For each statement, say yes or no depending on whether it agrees with the project description below, and quote the words of the project description that decide it. 1. The Waveshare sensor picks up dust particles larger than 0.8 microns. 2. The neural network needs a full day of data before it can make its first prediction. 3. The team completed its prototype app in Swift.

| Document text |
—————

In the current world we live in, it can be difficult to stay informed and up to date with all the public health guidelines. We lack a solid infrastructure for predicting and tracking COVID-19. We were inspired by recent research published in Science of the Total Environment, where scientists correlated high degrees of COVID-19 atmospheric diffusion, transmission, and lethality with high levels of particulate matter pollution (PM2.5). We believe that this connection can help communities make better decisions in the interest of public health.
What it does
A mobile Arduino device equipped with a dust sensor and Bluetooth shield collects data on particulate matter pollution. This device can be easily replicated and attached to public transportation such as local bikes, scooters, and buses. The data collected by the Arduino is transmitted to the user's phone via Bluetooth using the 1Sheeld app. The 1Sheeld app then uploads this data to a real-time, publically available Internet of Things (IoT). The real-time data is inputted into an artificial neural network (ANN), which makes a prediction for the pollution levels for the next 24 hours. The pollution level is correlated with COVID-19 transmission risk and sent to our mobile iOS app, JAAN. The app will then alert users based on their location if a COVID-19 hotspot is likely to develop.
How I built it
The Arduino device was created using the Waveshare dust sensor, which detects any dust particles larger than 0.8 microns using an optical sensor. The Arduino is also equipped with a 1Sheeld Bluetooth board, which communicates the 1Sheeld app on a nearby phone. This device was tested by attaching it to a bike and riding around my neighborhood. The ANN was created using Python Jupyter Notebook. It was trained using supervised learning on publically available air quality data from NYC Open Data. The training was done multiple times with different batch sizes and epochs and analyzed using a linear regression model to assess the optimal parameters. The 24-hour prediction is made by applying the model to a batch of current data. Only one hour worth of data is needed to make the first prediction. The next prediction is made using the previous prediction and recursively repeats to complete a 24-hour prediction.
Challenges I ran into
We initially coded our mobile iOS app in Swift, however, we found that the backend was more complicated than anticipated. Being beginners, we decided to finish our prototype app in Figma to properly convey the user experience we envisioned. Additionally, while we were not new to Python to Arduino, integrating all of the components of the infrastructure such as the ANN and the IoT required a certain degree of creativity. We researched a lot of different softwares and programs before deciding on an optimized data flow.

—————

| Entries shown |
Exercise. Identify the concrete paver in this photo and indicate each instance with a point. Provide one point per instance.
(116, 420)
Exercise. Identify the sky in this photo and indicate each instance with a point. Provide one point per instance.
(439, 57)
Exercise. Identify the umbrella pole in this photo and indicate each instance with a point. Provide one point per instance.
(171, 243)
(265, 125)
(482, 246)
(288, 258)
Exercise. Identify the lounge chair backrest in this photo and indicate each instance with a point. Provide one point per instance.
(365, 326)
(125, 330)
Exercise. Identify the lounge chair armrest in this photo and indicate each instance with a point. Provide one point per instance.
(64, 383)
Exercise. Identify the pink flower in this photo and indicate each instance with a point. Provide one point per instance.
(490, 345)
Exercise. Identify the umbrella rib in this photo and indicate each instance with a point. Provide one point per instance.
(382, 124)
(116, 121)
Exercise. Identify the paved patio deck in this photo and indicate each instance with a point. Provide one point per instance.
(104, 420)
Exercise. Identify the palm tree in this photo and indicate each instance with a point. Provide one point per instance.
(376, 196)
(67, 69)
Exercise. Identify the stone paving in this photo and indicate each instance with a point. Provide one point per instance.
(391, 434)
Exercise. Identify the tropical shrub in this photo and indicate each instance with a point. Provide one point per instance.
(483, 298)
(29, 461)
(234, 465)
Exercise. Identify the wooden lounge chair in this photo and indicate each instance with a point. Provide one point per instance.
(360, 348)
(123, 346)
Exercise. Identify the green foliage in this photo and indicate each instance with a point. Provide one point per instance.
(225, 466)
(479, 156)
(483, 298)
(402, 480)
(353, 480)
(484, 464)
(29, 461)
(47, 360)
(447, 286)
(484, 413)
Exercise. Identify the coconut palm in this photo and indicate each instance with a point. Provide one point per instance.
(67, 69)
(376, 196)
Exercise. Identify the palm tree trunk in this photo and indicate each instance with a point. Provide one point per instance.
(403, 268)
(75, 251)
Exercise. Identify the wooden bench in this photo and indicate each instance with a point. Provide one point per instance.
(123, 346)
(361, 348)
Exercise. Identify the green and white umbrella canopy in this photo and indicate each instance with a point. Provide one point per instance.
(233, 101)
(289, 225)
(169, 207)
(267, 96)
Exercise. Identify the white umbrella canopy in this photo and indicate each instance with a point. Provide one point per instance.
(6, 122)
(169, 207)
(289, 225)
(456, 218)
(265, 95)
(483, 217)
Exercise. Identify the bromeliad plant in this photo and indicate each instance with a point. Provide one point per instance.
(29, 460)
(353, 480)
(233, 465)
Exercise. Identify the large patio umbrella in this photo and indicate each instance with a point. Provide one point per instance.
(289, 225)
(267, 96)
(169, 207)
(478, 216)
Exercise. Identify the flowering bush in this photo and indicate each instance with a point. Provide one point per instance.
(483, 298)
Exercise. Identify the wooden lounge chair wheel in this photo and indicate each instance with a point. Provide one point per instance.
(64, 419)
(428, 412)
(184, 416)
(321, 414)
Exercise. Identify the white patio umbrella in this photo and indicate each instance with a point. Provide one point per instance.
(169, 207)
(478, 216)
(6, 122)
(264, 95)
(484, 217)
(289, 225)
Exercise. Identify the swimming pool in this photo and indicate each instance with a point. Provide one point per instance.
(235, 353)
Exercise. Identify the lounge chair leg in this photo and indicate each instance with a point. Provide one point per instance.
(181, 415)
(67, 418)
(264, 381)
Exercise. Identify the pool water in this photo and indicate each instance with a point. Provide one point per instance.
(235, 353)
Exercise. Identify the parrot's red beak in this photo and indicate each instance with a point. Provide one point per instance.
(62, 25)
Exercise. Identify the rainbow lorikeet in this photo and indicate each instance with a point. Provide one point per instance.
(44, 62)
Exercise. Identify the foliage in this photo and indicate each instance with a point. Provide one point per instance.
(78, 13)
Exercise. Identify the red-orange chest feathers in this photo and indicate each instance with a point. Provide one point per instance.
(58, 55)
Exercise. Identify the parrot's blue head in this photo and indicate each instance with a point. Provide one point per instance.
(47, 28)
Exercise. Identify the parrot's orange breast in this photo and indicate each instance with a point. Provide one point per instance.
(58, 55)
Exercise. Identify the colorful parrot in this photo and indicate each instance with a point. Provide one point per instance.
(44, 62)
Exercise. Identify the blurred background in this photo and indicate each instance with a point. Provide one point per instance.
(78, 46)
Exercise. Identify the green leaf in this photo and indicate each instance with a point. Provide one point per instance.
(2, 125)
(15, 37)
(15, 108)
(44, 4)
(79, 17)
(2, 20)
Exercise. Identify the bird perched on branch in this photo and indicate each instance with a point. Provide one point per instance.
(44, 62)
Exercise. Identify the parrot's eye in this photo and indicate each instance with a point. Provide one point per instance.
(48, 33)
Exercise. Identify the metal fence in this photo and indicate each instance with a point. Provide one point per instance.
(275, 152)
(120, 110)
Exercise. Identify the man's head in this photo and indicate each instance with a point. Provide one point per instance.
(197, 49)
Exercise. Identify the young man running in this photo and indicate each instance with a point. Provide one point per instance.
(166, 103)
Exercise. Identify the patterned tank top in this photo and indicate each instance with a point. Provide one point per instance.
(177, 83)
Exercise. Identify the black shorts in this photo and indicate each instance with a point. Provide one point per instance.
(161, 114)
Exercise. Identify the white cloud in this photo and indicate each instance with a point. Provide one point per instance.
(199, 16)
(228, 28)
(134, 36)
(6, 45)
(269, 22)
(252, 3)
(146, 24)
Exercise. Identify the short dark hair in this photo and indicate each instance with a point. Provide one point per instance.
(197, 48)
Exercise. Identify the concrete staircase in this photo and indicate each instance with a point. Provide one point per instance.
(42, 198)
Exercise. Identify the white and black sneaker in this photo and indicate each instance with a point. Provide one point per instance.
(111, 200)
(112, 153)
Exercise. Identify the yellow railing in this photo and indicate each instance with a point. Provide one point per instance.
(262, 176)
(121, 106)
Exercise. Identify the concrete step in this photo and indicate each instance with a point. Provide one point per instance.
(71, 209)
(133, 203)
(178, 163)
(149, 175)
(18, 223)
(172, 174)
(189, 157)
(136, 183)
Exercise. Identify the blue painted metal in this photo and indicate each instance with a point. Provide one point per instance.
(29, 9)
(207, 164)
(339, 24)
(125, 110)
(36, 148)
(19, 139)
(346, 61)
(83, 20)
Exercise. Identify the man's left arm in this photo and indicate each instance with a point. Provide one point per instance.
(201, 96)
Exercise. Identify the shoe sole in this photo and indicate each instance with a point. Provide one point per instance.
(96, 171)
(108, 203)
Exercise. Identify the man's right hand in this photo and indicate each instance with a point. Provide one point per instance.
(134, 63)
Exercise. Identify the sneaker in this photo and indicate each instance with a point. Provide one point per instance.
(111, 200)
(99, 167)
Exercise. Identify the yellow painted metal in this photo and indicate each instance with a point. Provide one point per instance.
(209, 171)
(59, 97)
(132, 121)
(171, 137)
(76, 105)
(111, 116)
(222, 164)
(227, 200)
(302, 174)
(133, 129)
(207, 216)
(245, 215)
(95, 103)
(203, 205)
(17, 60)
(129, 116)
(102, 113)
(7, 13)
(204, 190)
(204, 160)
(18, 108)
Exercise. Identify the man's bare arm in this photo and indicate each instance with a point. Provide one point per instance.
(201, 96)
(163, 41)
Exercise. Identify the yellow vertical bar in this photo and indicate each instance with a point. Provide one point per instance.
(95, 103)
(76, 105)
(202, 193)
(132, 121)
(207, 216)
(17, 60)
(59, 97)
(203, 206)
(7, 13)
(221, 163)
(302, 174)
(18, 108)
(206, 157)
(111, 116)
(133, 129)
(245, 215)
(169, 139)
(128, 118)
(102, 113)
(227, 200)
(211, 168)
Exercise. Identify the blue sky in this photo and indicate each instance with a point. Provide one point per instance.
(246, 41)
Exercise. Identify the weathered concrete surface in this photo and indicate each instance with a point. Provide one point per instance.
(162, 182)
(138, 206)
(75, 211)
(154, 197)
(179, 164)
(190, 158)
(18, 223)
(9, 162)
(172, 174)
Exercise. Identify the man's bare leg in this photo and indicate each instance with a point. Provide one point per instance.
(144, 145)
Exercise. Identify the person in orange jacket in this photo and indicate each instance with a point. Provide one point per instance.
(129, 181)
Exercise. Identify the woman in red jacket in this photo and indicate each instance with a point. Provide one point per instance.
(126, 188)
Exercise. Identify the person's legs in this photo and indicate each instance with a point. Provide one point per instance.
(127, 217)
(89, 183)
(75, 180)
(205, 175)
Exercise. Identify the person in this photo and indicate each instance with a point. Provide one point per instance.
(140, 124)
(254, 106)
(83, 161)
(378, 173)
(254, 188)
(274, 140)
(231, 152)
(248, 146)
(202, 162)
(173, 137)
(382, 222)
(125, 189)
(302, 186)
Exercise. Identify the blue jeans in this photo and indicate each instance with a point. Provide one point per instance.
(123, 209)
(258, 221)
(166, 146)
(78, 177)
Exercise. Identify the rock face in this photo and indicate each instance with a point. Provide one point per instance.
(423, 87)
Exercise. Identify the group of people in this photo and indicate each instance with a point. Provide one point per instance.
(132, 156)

—————

| Your response |
1. Yes: "detects any dust particles larger than 0.8 microns"
2. No: "Only one hour worth of data is needed to make the first prediction."
3. No: "we decided to finish our prototype app in Figma"